[Raw records]

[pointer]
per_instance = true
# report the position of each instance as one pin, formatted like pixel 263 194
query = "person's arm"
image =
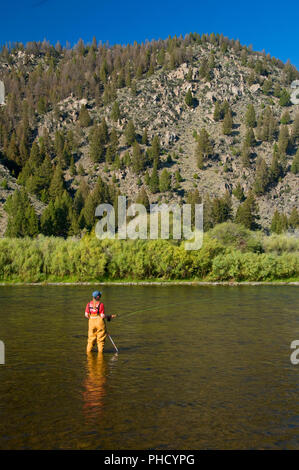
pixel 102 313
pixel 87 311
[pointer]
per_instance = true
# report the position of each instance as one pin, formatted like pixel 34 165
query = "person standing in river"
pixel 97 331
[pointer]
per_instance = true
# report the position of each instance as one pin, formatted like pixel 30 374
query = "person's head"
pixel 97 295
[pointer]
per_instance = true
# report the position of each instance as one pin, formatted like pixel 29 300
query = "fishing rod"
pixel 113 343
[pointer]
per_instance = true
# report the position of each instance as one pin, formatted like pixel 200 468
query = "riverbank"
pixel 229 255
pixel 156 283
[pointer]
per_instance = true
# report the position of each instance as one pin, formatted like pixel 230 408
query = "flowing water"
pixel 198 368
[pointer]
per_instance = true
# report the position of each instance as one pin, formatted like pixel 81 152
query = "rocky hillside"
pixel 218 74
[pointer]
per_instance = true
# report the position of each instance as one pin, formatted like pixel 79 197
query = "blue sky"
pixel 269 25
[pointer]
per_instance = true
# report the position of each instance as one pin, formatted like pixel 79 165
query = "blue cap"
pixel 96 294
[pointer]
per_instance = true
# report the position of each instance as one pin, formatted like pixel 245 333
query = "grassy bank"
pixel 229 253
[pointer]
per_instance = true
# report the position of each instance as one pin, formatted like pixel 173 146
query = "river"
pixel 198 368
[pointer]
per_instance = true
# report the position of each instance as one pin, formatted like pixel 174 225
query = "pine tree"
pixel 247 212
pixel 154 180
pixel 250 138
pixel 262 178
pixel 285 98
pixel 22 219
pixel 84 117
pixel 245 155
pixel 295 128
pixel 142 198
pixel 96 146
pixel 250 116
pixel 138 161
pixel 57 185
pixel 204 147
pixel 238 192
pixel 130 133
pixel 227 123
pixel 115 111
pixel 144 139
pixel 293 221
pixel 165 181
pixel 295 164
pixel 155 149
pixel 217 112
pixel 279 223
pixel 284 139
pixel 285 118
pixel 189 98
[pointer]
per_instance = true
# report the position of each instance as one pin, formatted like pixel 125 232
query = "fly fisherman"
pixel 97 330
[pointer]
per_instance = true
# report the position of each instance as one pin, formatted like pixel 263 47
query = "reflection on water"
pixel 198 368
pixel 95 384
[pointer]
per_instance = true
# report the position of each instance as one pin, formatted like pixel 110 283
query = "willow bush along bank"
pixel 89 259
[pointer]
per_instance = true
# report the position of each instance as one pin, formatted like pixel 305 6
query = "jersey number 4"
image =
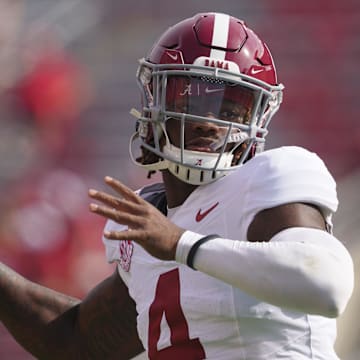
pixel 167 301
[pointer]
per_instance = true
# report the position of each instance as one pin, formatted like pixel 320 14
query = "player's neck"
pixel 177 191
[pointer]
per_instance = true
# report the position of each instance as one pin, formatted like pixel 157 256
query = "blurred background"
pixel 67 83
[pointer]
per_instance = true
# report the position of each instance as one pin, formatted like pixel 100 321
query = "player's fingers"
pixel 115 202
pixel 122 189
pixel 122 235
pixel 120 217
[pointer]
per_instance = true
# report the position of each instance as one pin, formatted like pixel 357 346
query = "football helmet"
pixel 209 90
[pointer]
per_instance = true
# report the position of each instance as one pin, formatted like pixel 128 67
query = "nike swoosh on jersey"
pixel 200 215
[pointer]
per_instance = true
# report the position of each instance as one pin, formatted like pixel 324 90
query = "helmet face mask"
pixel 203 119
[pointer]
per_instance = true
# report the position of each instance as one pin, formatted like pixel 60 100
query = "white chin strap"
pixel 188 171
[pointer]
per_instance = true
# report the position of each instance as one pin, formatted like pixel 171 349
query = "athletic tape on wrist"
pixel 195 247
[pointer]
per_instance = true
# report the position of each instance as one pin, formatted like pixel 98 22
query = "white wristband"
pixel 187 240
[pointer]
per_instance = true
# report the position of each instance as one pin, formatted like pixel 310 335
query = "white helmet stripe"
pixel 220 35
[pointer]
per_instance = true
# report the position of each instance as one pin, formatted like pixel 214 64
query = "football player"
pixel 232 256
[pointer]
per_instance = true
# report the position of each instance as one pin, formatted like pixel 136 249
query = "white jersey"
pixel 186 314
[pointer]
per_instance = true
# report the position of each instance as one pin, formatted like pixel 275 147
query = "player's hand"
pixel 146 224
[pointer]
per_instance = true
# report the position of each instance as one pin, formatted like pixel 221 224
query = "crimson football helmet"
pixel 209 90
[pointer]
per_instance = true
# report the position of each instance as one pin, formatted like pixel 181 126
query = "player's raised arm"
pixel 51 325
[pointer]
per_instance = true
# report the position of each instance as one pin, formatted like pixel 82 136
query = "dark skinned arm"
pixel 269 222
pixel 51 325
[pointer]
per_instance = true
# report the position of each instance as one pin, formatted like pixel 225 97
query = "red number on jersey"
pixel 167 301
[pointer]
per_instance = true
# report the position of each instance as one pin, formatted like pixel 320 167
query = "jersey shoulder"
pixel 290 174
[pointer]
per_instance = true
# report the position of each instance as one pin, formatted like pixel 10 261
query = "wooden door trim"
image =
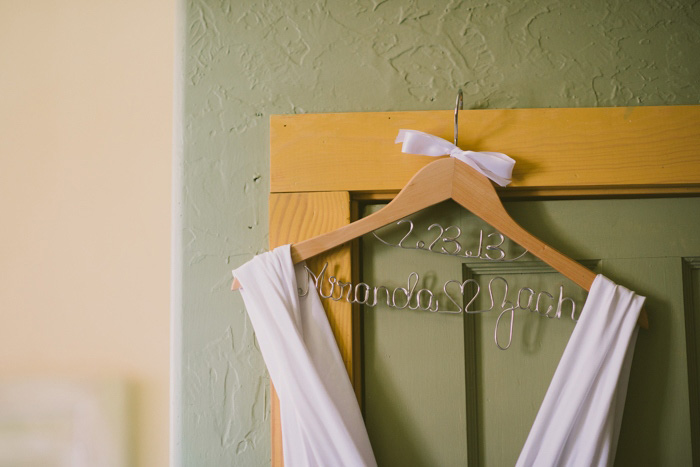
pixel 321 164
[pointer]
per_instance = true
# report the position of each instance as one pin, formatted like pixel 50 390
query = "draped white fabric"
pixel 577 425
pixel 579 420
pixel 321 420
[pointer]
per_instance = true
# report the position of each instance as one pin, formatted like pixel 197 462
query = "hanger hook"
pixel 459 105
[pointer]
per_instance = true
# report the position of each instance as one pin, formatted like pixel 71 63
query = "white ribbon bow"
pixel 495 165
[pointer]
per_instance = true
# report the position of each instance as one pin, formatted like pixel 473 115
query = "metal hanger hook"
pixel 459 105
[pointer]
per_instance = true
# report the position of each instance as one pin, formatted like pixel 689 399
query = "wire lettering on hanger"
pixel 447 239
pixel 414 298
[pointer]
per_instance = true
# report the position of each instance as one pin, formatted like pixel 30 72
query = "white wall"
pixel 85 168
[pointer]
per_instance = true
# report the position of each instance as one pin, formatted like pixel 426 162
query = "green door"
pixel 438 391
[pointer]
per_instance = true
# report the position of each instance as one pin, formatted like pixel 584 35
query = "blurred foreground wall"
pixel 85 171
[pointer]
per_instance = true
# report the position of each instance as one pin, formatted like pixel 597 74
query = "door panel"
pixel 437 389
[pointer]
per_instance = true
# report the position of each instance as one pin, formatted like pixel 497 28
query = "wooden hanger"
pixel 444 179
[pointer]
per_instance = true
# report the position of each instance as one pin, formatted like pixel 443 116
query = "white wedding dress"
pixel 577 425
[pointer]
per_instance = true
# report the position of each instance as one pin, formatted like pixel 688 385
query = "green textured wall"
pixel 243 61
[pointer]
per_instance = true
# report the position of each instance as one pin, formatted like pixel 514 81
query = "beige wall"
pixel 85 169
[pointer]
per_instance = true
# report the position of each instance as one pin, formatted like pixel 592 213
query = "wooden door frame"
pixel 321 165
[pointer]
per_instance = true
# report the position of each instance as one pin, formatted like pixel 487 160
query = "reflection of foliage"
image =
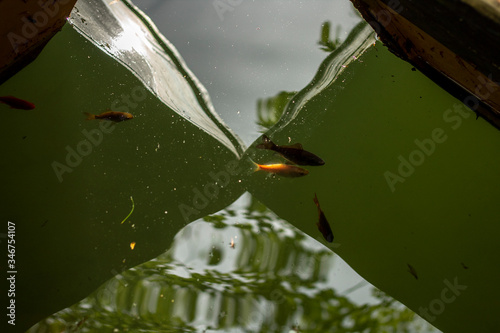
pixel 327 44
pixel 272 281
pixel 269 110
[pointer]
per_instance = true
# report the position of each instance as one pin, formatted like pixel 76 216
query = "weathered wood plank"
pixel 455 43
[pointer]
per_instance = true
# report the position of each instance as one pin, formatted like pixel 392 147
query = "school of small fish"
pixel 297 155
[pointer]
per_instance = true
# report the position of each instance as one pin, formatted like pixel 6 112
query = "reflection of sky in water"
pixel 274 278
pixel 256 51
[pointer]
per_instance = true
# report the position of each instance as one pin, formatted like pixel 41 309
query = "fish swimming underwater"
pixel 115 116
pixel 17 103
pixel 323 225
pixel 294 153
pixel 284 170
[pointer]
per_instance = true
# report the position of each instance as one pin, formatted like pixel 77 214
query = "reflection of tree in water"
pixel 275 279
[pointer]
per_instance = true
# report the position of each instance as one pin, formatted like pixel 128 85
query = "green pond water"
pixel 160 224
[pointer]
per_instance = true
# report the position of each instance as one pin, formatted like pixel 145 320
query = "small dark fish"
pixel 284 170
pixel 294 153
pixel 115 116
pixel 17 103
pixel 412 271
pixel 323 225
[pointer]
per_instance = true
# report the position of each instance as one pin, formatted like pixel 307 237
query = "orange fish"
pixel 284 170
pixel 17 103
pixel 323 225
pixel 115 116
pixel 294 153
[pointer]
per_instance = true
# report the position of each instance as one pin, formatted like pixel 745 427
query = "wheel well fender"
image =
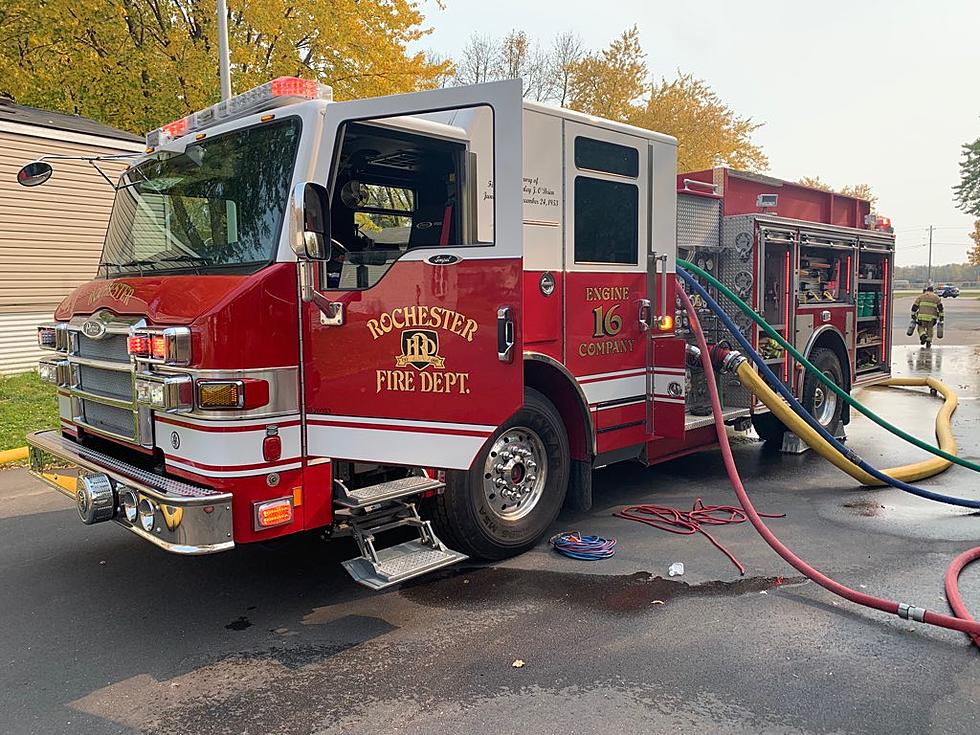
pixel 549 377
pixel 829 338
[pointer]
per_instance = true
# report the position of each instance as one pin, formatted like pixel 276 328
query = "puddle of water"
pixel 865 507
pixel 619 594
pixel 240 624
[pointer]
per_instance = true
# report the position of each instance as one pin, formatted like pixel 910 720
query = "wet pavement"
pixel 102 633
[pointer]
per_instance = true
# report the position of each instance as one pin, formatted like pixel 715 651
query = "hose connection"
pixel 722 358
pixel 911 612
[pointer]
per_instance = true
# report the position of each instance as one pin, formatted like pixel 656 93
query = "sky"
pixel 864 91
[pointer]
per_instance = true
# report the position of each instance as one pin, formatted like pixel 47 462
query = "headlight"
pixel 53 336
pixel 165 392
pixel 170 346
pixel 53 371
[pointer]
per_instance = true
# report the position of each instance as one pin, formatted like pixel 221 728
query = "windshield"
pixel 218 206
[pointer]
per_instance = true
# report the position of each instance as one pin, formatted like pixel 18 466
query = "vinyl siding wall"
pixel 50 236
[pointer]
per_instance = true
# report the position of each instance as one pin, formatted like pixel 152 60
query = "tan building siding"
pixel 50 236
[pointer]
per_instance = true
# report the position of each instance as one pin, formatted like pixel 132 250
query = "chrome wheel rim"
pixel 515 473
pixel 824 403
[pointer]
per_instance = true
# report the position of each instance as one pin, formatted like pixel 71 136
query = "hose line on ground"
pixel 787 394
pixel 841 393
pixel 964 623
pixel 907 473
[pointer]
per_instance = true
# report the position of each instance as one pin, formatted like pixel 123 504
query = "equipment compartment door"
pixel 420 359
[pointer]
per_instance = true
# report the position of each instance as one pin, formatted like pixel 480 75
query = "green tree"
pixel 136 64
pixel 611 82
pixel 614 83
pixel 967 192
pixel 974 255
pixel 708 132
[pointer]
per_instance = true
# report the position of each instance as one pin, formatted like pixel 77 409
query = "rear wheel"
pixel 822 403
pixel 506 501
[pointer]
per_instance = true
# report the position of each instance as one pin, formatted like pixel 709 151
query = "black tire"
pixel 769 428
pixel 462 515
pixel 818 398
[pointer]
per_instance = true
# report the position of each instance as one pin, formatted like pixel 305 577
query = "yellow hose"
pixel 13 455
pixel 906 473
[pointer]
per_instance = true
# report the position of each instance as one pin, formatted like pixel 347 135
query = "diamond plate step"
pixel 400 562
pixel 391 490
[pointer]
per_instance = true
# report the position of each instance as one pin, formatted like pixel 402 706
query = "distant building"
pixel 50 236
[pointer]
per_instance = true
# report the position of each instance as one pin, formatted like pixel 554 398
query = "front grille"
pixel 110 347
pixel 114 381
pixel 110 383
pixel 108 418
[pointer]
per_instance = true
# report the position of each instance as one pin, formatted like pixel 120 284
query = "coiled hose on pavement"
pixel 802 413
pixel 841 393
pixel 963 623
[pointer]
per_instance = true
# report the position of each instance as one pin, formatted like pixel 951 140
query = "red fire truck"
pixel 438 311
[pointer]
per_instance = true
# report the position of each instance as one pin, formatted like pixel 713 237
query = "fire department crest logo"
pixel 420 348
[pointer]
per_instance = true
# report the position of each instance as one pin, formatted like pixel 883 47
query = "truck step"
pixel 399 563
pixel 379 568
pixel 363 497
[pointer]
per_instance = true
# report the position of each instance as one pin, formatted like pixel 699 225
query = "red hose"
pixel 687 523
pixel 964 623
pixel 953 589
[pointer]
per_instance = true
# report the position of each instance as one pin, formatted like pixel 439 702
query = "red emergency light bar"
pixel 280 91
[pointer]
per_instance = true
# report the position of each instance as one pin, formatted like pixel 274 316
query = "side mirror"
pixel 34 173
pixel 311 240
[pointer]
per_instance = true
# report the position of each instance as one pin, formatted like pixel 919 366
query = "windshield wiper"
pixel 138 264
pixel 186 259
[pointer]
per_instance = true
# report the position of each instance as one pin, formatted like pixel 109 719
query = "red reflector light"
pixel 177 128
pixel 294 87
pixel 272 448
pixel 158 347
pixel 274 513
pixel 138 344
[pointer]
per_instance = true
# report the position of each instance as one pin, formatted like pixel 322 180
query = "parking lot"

» WHAT IS BEING ASKED:
Quote the listing word for word, starting with its first line and going on through the line with "pixel 218 74", and leave the pictures out of your answer.

» RESPONSE:
[pointer]
per_instance = true
# report the position of each instance as one pin, formatted like pixel 263 194
query = "person's arm"
image =
pixel 102 313
pixel 87 311
[pointer]
per_instance = true
# report the position of each instance as one pin, formatted like pixel 34 165
query = "person standing in river"
pixel 97 331
[pointer]
per_instance = true
# report the position of each instance as one pin, formatted like pixel 30 374
query = "person's head"
pixel 97 295
[pointer]
per_instance = true
# report the position of each instance as one pin, formatted like pixel 29 300
query = "fishing rod"
pixel 113 343
[pointer]
per_instance = true
# report the position of each instance as one pin, formatted like pixel 200 468
query = "riverbank"
pixel 229 255
pixel 156 283
[pointer]
per_instance = true
# report the position of each instance as one pin, formatted like pixel 230 408
query = "flowing water"
pixel 198 368
[pointer]
per_instance = true
# report the position of each instance as one pin, formatted like pixel 81 152
query = "rocky hillside"
pixel 218 74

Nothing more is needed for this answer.